Rows →
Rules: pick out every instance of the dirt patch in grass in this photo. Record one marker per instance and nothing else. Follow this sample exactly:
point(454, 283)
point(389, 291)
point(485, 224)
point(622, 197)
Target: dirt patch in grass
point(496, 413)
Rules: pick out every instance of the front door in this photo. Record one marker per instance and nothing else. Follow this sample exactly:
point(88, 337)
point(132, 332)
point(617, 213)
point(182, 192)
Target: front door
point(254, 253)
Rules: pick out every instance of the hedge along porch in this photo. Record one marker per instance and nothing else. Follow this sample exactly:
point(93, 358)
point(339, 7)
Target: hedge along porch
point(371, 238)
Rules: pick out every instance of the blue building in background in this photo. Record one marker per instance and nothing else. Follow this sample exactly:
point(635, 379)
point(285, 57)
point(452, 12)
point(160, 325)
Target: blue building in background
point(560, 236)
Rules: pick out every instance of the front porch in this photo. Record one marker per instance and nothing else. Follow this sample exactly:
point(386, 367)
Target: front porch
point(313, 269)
...
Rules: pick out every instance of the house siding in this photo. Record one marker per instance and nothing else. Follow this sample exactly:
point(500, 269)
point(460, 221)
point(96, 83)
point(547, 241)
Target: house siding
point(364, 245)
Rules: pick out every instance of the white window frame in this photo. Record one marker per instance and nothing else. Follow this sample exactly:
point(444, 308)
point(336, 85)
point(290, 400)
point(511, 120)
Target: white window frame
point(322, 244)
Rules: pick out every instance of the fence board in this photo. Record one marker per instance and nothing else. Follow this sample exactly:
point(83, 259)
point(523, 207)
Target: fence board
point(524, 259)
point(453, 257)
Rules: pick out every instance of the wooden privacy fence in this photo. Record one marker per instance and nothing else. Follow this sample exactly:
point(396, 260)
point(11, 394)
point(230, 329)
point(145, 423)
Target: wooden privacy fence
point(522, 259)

What to work on →
Multiply by 0.35 every coordinate in the answers, rounding to whole numbers with halves going up, and reproduce the records between the lines holding "Rules: pick out every instance of the blue" and "point(313, 269)", inclusive. Keep the requests and their sample points unchanged, and give only those lines.

Right answer →
Rules: pick out every instance of the blue building in background in this photo. Record one marker per instance and nothing else. Follow this sample exactly:
point(635, 379)
point(285, 57)
point(452, 12)
point(160, 325)
Target: blue building in background
point(196, 83)
Rules: pick out every instance of the front porch in this photo. Record one marker per instance and nothing else. Follow this sample exactly:
point(386, 367)
Target: front porch
point(110, 94)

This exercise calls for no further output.